#### GOAL OF THE EXERCISE:
Rewrite all of the rows below, replacing "single point" with "one point" and leaving everything else the same. Leave out the picture.

#### THE DATA:
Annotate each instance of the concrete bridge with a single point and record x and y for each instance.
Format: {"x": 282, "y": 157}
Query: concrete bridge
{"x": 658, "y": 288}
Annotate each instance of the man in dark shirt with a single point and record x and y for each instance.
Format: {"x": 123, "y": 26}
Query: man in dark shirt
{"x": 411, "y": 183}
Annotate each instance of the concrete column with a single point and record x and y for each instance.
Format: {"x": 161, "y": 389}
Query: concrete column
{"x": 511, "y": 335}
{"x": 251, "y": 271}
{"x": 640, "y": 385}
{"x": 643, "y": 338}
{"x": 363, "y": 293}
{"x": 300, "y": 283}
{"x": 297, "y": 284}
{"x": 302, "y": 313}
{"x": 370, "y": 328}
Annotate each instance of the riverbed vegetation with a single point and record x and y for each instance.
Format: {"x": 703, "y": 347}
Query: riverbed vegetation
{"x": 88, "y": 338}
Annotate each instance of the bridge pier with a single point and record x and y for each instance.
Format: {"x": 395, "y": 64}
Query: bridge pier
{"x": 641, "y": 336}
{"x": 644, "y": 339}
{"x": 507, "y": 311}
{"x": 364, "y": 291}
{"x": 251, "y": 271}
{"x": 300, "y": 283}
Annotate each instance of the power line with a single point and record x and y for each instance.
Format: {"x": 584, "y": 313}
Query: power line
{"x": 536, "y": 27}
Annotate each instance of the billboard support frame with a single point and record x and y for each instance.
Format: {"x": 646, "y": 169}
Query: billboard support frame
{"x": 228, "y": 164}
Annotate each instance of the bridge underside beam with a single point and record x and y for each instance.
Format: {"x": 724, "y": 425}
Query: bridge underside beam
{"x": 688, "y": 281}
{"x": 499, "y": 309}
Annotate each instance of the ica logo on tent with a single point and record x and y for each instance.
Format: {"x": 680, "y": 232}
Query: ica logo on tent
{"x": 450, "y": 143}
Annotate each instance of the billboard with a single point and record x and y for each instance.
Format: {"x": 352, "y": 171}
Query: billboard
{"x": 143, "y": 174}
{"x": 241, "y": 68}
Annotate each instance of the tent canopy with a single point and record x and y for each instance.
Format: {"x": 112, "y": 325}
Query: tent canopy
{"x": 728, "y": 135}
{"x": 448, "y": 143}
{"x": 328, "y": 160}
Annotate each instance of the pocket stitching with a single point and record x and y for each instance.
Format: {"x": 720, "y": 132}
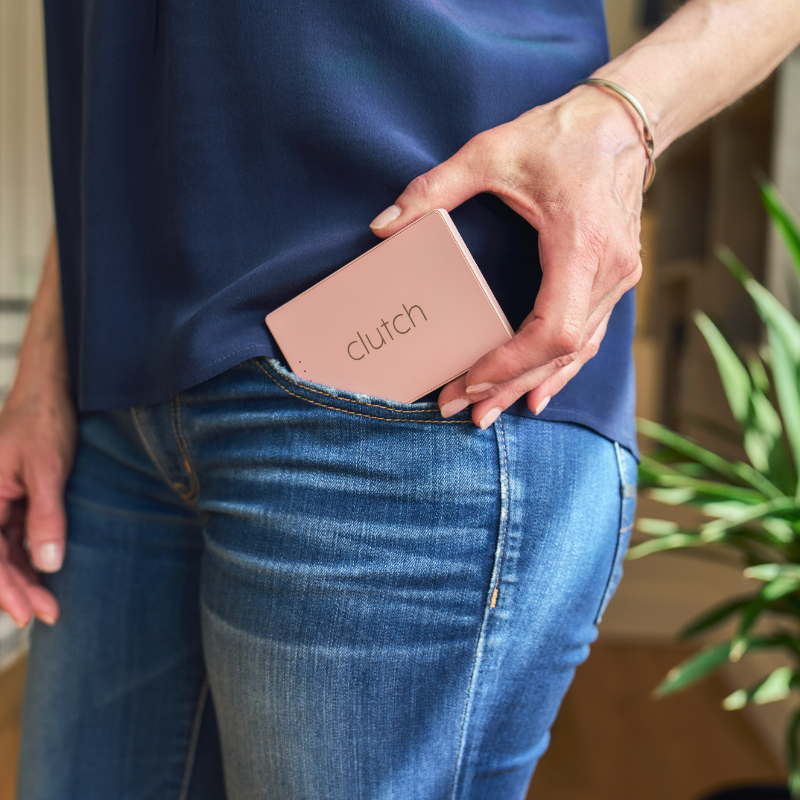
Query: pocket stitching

#### CORRECT OUTPUT:
Annotate each instance of the concrete bridge with a one point and record x and y for each instance.
Format: {"x": 282, "y": 157}
Query: concrete bridge
{"x": 658, "y": 288}
Annotate each instance of the man in dark shirt with a one point and record x and y for each instance.
Format: {"x": 123, "y": 26}
Query: man in dark shirt
{"x": 411, "y": 183}
Annotate each instance of the concrete column with a one point and record x and y for each instance.
Format: {"x": 161, "y": 389}
Query: concrete column
{"x": 511, "y": 335}
{"x": 251, "y": 271}
{"x": 640, "y": 385}
{"x": 643, "y": 338}
{"x": 363, "y": 293}
{"x": 300, "y": 283}
{"x": 297, "y": 284}
{"x": 302, "y": 313}
{"x": 370, "y": 328}
Annotate each instance of the riverbed vegetation with a one point and record x and y for each instance.
Format: {"x": 703, "y": 347}
Query: riverbed vegetation
{"x": 88, "y": 338}
Annotate each instance of the bridge pier with a one point and record x and y for each instance.
Format: {"x": 395, "y": 64}
Query: bridge pier
{"x": 641, "y": 336}
{"x": 644, "y": 339}
{"x": 507, "y": 311}
{"x": 364, "y": 291}
{"x": 251, "y": 271}
{"x": 300, "y": 283}
Annotate each instance of the power line with a one point and record x and y for each instance.
Format: {"x": 584, "y": 313}
Query: power line
{"x": 536, "y": 27}
Annotate each instance of the billboard support frame with a one point and record x and y for each instance.
Format: {"x": 646, "y": 169}
Query: billboard support frame
{"x": 228, "y": 164}
Annotate each instance of the bridge underside beam with a one point and record x and y for each instance.
Format: {"x": 724, "y": 425}
Query: bridge underside beam
{"x": 688, "y": 281}
{"x": 499, "y": 309}
Annotate each instance of the ica logo on tent with a one point and record x and y for each instance.
Format: {"x": 680, "y": 232}
Query: ica logo on tent
{"x": 450, "y": 143}
Annotate each instance of the billboard with a one point and record x and y for each instance.
Format: {"x": 352, "y": 171}
Query: billboard
{"x": 143, "y": 174}
{"x": 241, "y": 68}
Annotate each instance of the tent canopy with a one point and record x and y for each instance.
Format: {"x": 112, "y": 325}
Query: tent canopy
{"x": 728, "y": 135}
{"x": 448, "y": 143}
{"x": 328, "y": 160}
Annotate each instance of the pocket stitching with a one point and record x and y for each instance.
Format: {"x": 720, "y": 132}
Query: pocket stitching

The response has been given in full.